■ What you have to do
For the entries below, print exactly the lines between the line holding "Task: set a point on the yellow railing, one" and the line holding "Task: set a point on the person", inclusive, and nothing else.

■ Information supplied
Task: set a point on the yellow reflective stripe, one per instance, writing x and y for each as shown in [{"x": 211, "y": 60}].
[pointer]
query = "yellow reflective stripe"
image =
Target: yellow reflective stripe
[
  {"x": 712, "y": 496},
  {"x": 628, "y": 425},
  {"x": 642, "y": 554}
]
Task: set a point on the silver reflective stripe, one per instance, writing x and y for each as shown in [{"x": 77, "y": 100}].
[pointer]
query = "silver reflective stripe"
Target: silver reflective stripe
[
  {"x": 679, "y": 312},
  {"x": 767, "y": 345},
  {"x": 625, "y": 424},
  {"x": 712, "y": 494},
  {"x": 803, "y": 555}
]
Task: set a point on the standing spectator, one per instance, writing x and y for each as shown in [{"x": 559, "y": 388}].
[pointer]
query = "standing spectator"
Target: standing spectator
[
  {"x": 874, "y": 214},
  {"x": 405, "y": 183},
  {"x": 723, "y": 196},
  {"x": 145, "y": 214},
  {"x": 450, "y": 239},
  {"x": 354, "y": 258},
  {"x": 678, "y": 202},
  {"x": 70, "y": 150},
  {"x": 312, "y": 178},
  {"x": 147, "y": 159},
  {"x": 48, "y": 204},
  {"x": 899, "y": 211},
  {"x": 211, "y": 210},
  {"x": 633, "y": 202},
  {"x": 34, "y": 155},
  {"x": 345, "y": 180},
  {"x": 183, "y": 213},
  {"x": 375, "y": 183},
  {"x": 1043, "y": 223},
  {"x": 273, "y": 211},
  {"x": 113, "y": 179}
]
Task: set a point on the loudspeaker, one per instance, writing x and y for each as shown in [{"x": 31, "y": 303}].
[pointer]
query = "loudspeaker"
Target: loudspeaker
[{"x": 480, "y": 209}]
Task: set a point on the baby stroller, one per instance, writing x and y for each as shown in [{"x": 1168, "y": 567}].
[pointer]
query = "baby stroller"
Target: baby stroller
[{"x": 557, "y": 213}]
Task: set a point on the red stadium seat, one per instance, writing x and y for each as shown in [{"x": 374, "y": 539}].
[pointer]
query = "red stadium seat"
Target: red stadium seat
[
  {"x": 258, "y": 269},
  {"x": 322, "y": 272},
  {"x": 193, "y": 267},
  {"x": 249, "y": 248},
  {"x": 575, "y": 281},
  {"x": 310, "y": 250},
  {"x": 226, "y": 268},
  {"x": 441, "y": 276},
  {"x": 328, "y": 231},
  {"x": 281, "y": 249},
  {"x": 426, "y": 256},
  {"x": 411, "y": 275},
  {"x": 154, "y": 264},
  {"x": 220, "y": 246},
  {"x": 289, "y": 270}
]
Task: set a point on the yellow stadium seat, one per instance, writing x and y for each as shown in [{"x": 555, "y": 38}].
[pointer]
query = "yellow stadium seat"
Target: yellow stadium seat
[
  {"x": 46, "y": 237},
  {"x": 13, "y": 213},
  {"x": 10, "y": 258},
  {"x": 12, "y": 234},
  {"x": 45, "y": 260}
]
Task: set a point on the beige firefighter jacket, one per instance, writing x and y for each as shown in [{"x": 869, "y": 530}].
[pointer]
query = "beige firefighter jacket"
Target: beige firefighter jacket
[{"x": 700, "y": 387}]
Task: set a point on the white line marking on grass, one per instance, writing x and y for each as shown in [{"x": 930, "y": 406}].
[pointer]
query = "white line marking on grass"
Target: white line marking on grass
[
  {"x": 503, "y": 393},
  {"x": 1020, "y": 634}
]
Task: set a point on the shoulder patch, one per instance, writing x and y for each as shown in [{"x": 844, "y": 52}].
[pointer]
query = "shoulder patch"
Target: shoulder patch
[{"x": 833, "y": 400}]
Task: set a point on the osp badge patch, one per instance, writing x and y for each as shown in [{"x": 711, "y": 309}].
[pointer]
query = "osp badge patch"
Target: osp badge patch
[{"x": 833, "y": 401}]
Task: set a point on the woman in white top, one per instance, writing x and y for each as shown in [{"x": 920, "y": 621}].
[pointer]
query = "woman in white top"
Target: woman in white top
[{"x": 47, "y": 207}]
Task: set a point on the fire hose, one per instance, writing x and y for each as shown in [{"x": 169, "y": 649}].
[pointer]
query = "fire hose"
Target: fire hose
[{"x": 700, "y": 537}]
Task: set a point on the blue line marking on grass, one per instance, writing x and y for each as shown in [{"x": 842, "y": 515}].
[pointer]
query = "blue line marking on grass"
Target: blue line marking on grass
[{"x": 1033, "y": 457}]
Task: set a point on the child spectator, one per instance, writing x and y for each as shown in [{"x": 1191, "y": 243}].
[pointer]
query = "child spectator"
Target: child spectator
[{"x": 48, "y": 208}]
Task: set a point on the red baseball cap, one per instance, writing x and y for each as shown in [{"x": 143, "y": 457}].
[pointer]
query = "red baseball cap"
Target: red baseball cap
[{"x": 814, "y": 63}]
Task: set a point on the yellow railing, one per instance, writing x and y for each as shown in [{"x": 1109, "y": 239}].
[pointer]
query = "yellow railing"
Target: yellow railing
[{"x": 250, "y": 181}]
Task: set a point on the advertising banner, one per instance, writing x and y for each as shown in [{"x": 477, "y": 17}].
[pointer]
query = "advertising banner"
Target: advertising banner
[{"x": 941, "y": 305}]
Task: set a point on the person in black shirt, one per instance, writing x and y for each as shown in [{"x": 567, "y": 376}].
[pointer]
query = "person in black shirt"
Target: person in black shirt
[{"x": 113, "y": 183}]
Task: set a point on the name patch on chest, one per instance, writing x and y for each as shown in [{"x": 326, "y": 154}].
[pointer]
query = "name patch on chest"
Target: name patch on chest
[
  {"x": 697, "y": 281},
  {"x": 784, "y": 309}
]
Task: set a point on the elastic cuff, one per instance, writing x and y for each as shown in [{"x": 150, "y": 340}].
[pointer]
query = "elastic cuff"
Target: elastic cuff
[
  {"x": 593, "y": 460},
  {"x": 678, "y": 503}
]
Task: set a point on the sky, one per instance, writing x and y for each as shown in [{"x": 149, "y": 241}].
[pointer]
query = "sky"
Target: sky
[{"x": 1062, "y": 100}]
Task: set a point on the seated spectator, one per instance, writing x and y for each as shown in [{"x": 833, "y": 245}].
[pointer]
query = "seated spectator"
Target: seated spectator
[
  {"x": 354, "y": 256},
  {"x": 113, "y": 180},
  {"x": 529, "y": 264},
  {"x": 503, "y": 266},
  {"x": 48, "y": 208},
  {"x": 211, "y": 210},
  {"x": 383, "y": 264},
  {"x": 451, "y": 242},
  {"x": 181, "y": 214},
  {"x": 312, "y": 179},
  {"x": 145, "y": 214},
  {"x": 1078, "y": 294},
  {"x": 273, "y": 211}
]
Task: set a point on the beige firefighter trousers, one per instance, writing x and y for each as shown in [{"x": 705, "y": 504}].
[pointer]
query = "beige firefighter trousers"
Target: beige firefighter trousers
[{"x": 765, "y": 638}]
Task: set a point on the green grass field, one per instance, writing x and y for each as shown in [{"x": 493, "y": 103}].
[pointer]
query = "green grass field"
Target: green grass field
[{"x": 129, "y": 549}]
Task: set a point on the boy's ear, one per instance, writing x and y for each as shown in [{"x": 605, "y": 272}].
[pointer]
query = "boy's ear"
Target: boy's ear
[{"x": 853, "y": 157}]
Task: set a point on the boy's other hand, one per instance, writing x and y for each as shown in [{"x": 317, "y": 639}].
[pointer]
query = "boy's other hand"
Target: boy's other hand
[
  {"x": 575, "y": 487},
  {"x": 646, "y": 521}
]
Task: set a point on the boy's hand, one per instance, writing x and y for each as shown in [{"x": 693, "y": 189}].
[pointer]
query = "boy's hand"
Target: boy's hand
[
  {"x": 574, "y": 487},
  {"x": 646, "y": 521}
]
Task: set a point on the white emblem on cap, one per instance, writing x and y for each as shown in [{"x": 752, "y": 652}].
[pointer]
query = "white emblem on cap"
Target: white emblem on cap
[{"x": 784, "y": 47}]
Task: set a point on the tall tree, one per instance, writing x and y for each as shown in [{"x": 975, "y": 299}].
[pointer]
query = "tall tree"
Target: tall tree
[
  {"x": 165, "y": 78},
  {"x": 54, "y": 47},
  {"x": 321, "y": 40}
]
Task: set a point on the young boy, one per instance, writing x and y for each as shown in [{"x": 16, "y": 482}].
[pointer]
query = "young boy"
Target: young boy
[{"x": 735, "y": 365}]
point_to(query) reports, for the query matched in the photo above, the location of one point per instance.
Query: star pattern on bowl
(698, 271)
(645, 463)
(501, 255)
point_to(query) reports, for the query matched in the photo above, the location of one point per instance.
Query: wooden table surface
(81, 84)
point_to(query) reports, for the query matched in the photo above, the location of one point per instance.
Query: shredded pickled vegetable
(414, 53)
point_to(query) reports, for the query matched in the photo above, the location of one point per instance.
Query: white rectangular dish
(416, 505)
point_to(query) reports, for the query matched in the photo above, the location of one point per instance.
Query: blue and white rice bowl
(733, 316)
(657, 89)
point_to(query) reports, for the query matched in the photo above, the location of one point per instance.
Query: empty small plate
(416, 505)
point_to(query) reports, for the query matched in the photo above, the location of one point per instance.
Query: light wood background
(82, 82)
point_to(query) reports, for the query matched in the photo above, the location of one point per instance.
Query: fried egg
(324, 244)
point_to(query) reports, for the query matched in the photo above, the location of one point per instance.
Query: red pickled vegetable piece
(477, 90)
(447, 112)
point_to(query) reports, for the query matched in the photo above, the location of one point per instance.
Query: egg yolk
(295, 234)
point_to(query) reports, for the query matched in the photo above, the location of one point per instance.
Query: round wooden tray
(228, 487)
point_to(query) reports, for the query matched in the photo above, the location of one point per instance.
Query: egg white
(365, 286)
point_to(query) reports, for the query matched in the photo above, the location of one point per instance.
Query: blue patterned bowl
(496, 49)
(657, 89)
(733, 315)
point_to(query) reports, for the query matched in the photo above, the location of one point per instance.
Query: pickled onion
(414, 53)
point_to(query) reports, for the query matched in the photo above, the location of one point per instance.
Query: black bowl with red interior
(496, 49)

■ Output below
Task: set a point on the yellow railing, one per instance, writing x and y for each as shown in [{"x": 1109, "y": 239}].
[pointer]
query = "yellow railing"
Target: yellow railing
[{"x": 250, "y": 181}]
Task: set a point on the advertising banner, one per instance, writing x and y for each as shown in [{"x": 477, "y": 17}].
[pointer]
query = "advertising banner"
Target: advertising banner
[{"x": 941, "y": 305}]
Task: set a point on the person in black shirt, one per instance, writing x and y for each as shown in [{"x": 567, "y": 376}].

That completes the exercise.